> **Written problem**:
List every line of the material below that contains the string "pulley", copying each one whole. The match is case-sensitive.

> **Exercise input**:
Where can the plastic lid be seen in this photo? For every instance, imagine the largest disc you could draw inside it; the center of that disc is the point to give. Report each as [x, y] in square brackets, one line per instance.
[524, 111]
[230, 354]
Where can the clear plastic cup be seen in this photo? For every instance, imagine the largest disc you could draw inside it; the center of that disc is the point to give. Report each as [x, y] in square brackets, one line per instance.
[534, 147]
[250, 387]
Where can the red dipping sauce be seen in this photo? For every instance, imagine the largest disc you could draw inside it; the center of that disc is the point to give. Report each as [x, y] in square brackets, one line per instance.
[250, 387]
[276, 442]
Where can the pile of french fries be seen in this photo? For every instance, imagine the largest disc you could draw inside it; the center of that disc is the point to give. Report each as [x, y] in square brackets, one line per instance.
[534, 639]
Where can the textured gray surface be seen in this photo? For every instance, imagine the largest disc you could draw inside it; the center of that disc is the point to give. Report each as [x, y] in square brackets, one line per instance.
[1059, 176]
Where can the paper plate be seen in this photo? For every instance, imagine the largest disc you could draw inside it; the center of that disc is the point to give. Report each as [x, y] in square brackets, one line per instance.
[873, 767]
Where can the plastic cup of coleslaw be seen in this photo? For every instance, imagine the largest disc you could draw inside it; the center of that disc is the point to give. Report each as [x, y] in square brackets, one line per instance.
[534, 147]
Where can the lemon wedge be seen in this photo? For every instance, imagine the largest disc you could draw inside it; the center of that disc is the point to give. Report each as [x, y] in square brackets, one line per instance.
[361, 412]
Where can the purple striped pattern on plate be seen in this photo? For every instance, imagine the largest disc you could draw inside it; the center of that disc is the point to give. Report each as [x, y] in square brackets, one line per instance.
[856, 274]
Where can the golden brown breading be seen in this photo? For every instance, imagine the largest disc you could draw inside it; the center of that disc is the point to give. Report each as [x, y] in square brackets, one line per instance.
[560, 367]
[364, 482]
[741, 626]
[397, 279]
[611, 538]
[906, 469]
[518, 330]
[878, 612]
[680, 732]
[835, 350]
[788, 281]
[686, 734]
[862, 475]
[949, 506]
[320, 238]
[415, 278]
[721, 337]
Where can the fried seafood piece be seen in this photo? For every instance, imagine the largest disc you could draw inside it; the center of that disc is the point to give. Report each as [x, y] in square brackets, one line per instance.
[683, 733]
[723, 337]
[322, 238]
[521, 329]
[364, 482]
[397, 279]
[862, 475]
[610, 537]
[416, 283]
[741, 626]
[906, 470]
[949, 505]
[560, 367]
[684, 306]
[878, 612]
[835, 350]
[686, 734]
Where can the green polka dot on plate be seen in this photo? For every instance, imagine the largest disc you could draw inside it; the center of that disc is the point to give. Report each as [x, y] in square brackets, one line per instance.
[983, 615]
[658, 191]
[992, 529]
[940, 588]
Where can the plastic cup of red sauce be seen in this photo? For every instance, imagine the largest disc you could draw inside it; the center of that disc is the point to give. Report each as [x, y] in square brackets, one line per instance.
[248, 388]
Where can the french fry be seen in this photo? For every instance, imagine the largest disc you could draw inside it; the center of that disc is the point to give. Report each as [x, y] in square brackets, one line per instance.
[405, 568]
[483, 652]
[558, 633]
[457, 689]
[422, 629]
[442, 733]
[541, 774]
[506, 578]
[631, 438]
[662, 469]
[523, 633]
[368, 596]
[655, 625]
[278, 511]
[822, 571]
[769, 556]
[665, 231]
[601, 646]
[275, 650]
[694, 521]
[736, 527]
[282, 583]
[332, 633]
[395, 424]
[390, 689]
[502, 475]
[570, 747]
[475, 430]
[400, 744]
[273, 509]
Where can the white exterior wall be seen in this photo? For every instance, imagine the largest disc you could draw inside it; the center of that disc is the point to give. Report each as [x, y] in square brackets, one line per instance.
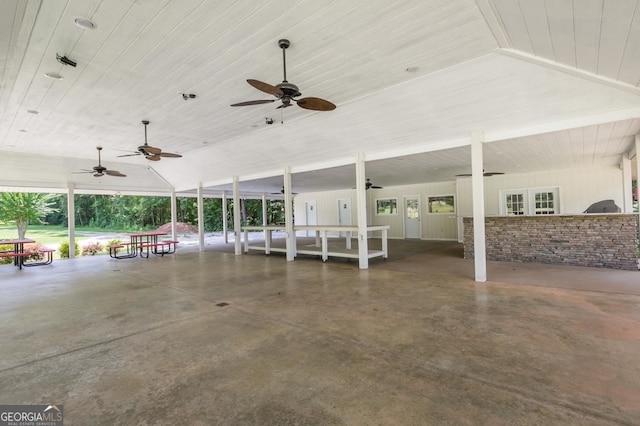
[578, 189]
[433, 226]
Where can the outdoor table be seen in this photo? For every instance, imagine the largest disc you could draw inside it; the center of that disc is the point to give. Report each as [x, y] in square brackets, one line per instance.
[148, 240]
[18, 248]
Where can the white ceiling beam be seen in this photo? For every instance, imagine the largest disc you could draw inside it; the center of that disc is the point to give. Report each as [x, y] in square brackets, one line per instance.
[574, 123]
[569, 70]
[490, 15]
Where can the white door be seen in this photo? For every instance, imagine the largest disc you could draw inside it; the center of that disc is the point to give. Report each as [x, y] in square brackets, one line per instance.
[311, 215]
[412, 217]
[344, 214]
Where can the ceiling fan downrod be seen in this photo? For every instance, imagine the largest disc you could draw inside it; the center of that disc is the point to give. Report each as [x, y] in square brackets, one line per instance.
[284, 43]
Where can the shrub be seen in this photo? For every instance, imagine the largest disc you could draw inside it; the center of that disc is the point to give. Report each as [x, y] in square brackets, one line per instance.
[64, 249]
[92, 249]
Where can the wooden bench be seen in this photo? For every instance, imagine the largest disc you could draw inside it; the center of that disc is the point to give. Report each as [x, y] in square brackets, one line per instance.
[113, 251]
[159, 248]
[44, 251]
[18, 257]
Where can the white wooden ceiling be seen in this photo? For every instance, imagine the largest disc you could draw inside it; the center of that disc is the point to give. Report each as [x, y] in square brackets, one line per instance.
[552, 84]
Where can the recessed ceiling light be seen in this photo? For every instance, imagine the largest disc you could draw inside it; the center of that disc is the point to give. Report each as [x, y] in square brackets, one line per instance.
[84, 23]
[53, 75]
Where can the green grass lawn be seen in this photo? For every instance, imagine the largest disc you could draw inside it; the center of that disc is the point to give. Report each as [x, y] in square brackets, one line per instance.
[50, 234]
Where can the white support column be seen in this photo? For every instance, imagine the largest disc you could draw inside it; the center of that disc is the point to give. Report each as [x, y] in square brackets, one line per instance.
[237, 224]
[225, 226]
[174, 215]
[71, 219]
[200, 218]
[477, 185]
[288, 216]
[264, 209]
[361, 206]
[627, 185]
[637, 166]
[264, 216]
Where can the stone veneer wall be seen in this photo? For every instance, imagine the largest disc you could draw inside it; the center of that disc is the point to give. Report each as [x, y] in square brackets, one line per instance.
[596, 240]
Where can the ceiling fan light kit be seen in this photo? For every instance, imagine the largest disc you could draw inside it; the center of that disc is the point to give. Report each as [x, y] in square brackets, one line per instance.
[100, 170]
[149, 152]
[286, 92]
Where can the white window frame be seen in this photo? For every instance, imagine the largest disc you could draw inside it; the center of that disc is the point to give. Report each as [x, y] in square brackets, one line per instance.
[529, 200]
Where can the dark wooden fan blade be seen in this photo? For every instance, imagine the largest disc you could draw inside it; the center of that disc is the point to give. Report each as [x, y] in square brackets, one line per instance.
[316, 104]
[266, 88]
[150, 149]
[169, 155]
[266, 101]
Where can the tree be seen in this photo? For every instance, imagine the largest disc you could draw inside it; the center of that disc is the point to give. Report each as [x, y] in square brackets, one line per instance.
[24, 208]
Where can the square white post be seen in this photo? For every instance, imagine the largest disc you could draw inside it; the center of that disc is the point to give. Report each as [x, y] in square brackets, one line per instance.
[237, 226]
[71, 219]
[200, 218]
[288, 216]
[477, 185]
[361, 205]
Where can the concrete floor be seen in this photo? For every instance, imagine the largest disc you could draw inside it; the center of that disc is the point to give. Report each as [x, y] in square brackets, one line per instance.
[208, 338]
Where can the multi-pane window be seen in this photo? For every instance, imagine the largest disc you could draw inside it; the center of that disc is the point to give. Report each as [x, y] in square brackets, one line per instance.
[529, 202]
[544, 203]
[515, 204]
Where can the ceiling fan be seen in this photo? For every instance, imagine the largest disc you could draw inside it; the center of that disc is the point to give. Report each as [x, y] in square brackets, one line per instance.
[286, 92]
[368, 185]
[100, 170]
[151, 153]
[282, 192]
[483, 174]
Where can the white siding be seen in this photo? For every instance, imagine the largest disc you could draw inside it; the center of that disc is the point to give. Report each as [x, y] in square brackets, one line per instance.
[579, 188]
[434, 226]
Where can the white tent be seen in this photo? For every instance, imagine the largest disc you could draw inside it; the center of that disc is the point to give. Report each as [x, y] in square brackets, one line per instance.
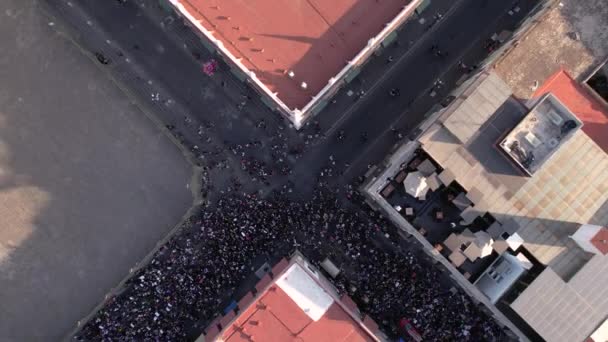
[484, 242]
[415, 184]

---

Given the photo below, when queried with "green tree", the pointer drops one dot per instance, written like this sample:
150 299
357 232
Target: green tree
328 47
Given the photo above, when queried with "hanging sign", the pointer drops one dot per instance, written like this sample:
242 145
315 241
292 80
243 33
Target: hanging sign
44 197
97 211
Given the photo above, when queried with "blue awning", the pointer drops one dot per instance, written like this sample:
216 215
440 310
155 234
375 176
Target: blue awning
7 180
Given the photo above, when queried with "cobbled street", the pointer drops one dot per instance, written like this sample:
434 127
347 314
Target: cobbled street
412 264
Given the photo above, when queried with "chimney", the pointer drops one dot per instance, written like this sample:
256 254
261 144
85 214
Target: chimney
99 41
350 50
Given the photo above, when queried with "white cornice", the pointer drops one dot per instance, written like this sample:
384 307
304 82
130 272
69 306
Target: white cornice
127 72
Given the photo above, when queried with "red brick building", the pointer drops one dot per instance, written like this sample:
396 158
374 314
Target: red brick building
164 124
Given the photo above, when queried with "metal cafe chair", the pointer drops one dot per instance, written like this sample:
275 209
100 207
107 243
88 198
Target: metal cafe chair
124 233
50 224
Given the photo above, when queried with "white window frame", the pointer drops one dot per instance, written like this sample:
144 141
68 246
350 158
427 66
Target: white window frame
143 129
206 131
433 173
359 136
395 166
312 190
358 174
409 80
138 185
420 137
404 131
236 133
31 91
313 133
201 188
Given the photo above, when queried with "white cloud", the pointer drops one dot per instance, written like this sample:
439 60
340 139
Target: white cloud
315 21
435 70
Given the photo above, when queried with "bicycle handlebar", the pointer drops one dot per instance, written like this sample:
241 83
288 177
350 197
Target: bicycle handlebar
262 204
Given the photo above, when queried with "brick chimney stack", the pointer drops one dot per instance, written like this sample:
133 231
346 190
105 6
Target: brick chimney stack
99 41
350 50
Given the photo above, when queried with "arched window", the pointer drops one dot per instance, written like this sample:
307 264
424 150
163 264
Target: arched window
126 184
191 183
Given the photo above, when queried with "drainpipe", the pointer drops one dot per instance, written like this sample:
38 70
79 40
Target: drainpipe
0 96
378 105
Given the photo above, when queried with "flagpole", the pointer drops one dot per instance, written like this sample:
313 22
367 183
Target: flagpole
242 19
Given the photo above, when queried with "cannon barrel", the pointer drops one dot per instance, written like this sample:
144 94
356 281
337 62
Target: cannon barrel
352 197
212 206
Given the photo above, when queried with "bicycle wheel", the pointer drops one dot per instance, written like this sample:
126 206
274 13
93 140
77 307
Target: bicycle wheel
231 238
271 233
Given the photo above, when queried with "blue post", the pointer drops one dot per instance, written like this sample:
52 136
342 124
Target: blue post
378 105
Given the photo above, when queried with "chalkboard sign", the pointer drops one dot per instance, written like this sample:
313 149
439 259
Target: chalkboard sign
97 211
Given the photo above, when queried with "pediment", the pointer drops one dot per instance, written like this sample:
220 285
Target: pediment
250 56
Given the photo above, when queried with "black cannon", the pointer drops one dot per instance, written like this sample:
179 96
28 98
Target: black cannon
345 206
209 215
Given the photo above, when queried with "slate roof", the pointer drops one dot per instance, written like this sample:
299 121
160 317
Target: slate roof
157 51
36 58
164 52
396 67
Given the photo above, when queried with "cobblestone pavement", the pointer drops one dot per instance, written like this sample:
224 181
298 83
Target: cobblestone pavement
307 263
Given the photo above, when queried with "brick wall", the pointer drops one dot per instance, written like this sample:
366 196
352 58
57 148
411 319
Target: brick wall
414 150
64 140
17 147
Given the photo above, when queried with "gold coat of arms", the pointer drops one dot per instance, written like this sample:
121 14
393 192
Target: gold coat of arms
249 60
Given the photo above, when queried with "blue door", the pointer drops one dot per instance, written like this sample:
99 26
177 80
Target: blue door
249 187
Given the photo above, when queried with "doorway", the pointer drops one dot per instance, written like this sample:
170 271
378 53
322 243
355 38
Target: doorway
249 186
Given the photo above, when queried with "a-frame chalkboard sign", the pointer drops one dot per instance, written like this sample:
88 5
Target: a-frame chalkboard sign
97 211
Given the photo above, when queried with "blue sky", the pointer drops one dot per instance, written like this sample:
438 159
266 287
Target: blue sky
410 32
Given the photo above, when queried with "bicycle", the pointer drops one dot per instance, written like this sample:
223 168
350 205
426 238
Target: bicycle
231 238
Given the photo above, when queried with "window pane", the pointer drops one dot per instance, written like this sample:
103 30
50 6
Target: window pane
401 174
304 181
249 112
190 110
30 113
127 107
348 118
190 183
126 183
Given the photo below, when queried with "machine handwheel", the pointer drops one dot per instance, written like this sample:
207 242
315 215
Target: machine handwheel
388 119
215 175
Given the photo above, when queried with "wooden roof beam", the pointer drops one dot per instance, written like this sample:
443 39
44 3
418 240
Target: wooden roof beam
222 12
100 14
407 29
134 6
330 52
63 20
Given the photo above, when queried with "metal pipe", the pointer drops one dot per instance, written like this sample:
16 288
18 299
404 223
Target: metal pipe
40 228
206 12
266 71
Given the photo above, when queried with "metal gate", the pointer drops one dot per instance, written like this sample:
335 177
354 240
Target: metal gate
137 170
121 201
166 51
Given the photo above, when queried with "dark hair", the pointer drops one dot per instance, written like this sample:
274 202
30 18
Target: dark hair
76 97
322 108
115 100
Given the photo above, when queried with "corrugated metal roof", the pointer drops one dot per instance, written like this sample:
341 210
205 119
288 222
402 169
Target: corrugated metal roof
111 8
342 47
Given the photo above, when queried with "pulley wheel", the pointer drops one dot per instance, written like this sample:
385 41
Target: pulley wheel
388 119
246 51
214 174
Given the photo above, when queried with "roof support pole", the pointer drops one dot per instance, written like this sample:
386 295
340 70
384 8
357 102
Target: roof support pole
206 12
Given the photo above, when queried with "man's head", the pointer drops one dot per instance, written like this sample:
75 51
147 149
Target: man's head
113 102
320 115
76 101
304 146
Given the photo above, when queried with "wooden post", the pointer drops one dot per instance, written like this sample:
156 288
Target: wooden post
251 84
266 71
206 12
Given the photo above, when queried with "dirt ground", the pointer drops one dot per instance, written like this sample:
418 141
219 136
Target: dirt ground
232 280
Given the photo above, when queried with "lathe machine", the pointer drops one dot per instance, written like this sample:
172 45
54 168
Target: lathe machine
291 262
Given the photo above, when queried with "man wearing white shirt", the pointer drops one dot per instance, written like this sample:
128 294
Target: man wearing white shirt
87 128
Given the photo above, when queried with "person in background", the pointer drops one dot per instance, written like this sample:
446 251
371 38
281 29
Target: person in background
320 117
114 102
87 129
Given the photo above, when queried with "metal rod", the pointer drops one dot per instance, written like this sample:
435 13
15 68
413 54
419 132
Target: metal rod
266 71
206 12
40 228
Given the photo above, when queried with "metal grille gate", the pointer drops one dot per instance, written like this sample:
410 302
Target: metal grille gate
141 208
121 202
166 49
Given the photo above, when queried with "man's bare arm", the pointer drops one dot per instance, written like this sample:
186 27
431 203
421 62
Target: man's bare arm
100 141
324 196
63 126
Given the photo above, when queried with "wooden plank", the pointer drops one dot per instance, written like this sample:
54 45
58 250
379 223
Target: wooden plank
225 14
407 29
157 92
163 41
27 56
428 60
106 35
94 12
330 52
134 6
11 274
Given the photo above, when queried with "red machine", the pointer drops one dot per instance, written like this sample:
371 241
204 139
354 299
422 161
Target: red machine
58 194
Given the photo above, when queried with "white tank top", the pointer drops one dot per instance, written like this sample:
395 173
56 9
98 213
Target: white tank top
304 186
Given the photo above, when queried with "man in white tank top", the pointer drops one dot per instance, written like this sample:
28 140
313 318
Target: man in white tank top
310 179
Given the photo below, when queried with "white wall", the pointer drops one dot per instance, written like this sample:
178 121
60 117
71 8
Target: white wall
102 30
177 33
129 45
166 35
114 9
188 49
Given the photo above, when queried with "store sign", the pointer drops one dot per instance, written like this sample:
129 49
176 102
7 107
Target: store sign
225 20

> **Response**:
Given the photo above, when queried with "pulley wheel", the pointer drops one dot per instance, written like this sample:
Target: pulley wheel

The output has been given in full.